**ЗАДАНИЕ 1**
Можете изложить фрагмент документа в двух предложениях?
**ЗАДАНИЕ 2**
Ответьте на вопросы по фрагменту документа:
(a) В каком месяце была опубликована «Хроника»?
(b) Как назывался зал, где проходило обсуждение Дудинцева?
(c) Кто был первым секретарем Союза писателей?
**ЗАДАНИЕ 3**
Как мог бы продолжаться фрагмент документа? Напишите продолжение, начиная сразу после его последнего предложения.

Между прочим, с «Хроникой» мне действительно очень сильно повезло. «Хроника» была опубликована в сентябре, а два месяца спустя, после венгерских событий, вряд ли ее вообще бы напечатали. И еще повезло в том смысле, что на нее, я повторяю, практически не было откликов, потому что так называемая серьезная критика ее просто не заметила. И не было поэтому такого разгрома, какой учинили роману, который тоже имел очень большой читательский успех и «успех» у критики — «Не хлебом единым» Дудинцева.
…Я протырился тогда с двумя студентами на обсуждение Дудинцева в Союзе писателей. Там было все, естественно, подготовлено, штатные критики громили Дудинцева, а писатели сидели тихо, и только мы, трое студентов, подавали какие-то насмешливые реплики и даже пытались свистеть. И к нам оборачивались тихие писатели и шептали: «Шумите, шумите…» Потому что зал тогда был маленький, так называемый Дубовый зал, и все из президиума просматривалось, а мы, студенты, могли себе вроде бы что-то позволить. Потом первый секретарь Союза писателей Алексей Сурков долго сокрушался, что вот на обсуждение Дудинцева прорвалась какая-то окололитературная публика, которая хотела сорвать это обсуждение. А окололитературная публика была — ваш покорный слуга и еще два студента Литинститута.

**ПЕРЕЧЕНЬ СТРОК**
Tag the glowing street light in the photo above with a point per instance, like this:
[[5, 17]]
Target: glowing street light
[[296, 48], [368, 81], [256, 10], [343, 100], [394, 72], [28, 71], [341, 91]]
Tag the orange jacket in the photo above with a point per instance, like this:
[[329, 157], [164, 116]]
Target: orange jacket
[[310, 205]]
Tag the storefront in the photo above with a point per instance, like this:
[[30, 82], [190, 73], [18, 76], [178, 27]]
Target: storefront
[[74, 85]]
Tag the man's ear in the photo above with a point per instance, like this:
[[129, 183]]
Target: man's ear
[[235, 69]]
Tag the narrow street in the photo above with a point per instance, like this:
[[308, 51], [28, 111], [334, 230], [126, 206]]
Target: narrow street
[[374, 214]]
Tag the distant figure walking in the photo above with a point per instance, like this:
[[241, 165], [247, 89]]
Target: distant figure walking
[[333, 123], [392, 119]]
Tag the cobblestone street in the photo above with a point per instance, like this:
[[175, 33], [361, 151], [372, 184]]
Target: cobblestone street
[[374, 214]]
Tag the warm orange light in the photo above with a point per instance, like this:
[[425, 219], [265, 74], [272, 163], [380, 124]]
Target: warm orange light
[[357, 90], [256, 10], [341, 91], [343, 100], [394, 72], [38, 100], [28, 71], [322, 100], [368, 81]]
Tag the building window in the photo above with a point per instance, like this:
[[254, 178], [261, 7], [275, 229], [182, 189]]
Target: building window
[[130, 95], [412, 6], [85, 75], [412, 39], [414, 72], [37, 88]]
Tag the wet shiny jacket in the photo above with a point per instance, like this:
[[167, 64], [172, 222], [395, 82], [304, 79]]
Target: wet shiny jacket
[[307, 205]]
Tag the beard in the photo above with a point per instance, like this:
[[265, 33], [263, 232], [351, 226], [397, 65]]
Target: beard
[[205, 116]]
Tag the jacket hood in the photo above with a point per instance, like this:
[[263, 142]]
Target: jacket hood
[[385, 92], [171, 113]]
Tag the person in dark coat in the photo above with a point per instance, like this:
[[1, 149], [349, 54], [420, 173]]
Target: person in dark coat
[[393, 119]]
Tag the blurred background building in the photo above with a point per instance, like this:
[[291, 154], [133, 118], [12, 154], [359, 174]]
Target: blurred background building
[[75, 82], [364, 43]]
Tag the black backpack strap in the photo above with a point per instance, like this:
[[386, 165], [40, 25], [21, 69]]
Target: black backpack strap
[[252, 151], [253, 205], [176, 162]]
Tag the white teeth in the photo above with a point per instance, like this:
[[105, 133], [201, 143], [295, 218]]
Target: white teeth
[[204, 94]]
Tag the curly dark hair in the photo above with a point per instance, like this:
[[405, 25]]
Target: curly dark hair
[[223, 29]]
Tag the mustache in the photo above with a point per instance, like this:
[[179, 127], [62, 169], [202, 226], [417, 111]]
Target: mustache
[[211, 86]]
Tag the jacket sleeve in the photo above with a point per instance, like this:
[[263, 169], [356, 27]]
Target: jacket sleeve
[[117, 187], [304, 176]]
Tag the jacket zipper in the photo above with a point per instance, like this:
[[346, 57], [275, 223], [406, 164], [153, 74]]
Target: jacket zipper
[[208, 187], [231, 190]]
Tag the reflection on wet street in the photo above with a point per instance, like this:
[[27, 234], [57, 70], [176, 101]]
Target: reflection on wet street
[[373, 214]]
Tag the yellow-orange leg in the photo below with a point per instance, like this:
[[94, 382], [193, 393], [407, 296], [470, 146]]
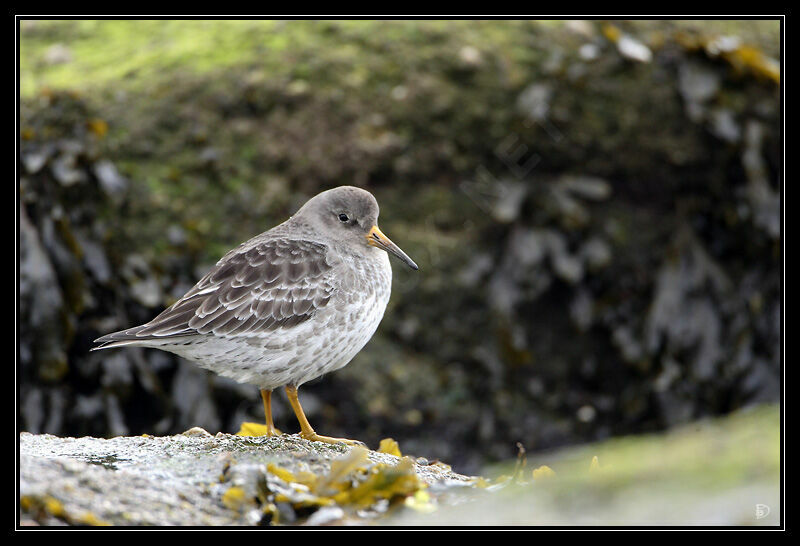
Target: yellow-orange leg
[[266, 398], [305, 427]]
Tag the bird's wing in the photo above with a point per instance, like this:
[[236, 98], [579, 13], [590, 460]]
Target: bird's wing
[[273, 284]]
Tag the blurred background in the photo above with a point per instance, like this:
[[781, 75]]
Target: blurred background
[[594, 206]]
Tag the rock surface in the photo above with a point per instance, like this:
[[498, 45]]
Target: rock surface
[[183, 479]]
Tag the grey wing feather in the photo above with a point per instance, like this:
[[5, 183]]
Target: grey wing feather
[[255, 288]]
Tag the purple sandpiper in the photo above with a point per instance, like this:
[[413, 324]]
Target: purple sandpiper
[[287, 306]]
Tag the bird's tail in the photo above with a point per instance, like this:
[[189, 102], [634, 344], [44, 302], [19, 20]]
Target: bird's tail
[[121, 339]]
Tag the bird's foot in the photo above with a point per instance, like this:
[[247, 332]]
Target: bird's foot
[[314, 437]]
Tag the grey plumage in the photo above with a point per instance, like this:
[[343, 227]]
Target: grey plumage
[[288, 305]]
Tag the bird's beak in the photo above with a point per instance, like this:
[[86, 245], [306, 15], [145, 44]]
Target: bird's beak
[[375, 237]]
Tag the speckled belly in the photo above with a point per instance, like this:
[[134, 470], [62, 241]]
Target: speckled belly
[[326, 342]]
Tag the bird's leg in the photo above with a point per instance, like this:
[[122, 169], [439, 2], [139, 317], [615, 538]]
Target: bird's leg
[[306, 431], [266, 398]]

...

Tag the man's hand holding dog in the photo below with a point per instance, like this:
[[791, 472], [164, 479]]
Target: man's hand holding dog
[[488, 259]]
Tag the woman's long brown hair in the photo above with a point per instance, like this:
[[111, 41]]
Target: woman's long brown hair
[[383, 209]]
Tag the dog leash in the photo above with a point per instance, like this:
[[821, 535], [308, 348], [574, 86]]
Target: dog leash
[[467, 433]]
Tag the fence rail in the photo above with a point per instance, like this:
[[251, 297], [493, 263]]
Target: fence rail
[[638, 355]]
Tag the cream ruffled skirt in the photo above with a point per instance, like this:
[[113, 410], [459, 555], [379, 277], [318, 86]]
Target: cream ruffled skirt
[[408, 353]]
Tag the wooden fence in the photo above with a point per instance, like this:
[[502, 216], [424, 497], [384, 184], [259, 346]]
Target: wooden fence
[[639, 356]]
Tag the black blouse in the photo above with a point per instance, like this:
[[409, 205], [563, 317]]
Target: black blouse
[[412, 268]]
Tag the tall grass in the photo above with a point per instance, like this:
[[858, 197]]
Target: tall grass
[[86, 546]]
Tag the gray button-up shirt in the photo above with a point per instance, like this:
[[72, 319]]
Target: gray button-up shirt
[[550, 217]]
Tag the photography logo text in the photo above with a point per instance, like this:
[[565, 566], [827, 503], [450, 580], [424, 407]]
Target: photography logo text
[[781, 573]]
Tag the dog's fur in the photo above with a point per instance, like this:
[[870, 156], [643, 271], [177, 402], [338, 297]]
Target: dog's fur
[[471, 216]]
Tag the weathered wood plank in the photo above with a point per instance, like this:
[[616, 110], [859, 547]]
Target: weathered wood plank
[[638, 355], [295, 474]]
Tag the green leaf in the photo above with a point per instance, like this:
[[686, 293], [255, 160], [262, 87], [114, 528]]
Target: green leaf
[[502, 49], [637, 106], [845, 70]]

--

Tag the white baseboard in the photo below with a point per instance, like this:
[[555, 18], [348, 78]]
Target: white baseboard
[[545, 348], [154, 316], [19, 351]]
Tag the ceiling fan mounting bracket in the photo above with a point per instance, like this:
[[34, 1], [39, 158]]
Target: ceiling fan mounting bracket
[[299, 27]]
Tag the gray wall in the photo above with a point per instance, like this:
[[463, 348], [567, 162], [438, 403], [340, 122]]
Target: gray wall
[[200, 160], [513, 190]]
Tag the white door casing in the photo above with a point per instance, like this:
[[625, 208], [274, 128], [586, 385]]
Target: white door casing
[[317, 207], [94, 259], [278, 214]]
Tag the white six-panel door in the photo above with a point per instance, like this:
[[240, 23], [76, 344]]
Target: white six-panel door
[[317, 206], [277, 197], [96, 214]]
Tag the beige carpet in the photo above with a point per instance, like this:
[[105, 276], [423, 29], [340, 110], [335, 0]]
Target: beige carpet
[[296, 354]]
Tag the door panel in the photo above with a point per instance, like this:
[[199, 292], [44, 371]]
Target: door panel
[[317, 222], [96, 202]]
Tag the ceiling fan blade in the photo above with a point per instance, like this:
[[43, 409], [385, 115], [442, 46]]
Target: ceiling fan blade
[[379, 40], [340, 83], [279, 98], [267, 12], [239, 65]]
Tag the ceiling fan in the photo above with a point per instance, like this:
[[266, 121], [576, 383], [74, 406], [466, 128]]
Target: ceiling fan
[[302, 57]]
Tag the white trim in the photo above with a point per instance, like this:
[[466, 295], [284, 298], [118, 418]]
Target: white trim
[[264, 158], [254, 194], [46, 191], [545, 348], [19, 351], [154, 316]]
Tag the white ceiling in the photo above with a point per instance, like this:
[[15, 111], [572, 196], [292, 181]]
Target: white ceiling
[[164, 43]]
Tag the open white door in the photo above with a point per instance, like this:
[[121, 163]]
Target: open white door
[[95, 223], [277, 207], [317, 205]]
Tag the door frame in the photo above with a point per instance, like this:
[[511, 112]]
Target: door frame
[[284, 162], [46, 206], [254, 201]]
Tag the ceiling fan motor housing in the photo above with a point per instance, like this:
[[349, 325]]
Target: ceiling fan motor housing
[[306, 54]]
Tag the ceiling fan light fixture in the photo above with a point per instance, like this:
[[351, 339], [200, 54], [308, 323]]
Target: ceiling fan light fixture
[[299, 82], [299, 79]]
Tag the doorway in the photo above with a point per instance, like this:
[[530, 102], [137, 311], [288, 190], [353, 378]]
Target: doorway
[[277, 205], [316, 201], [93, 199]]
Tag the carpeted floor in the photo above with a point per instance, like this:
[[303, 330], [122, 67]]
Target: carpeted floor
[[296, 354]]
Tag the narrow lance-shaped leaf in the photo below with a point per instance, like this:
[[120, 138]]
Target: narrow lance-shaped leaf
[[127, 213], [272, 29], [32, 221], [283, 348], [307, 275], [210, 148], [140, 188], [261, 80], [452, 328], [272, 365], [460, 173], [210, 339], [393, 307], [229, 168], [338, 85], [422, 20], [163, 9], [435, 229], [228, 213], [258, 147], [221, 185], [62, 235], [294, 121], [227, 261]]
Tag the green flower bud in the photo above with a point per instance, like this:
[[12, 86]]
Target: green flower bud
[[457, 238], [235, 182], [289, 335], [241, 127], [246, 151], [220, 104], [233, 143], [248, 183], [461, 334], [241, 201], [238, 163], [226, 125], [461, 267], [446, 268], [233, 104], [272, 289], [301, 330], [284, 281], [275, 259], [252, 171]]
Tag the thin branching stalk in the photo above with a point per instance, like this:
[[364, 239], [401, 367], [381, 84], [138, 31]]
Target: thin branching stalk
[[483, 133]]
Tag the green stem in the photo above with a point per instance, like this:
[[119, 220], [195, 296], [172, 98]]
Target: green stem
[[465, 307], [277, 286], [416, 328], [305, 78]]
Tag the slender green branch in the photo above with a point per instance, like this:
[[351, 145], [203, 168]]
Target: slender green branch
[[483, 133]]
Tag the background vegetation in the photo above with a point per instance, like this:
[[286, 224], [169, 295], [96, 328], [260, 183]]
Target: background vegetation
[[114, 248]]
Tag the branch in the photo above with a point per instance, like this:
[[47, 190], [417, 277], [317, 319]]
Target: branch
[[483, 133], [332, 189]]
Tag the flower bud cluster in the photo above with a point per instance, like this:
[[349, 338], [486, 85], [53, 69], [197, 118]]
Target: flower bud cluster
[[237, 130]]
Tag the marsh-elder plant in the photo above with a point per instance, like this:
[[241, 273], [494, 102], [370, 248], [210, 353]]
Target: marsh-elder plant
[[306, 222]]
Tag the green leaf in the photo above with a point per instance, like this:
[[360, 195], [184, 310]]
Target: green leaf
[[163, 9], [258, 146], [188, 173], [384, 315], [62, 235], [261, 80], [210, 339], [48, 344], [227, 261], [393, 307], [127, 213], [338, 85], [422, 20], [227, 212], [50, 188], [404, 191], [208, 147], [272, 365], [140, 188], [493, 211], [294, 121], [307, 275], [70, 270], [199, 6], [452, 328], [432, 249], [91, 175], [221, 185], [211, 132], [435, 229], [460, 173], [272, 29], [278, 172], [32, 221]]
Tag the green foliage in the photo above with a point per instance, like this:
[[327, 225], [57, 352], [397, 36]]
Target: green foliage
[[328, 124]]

**ОТВЕТ 1**
Автор считает, что с «Хроникой» ему очень повезло: она вышла в сентябре, а через два месяца, после венгерских событий, ее вряд ли напечатали бы, к тому же серьезная критика ее не заметила, и поэтому она избежала разгрома, который учинили роману Дудинцева «Не хлебом единым». На обсуждении Дудинцева в Союзе писателей штатные критики громили роман, а автор и еще двое студентов Литинститута подавали насмешливые реплики и пытались свистеть, за что Алексей Сурков потом назвал их окололитературной публикой.

**ОТВЕТ 2**
(a) В сентябре.
(b) Дубовый зал.
(c) Алексей Сурков.

**ОТВЕТ 3**
Помню, как вдруг в зал, там, где президиум, из боковой двери вошел Константин Симонов. Зал ахнул: «Симонов! Симонов!» Потому что Симонов, тогдашний редактор «Нового мира», который напечатал «Не хлебом единым», был олицетворением прогресса, вообще смелости. Симонову сразу дали слово. И Симонов, который до этого все-таки защищал Дудинцева, начал говорить так: «Чем недоволен Дудинцев? Роман его напечатали. Ему заплатили гонорар. Даже книжка отдельная будет. Ну не таким тиражом, на который он рассчитывал, но все-таки будет. Почему он недоволен, что такое? Да, его критикуют. Критику надо принимать правильно. Значит, ошибся Дудинцев». Вот в таком плане.
После этого на трибуну вылез очень любимый потом мною человек, Володя Дудинцев, который просто стоял и плакал и не мог двух слов связать. Он ожидал, что его будут громить, но он не ожидал удара в спину от Симонова. И он что-то такое говорил, примерно так: «Симонов, ну он же мне как отец родной, ну почему же он так меня…» Он был совершенно раздавлен.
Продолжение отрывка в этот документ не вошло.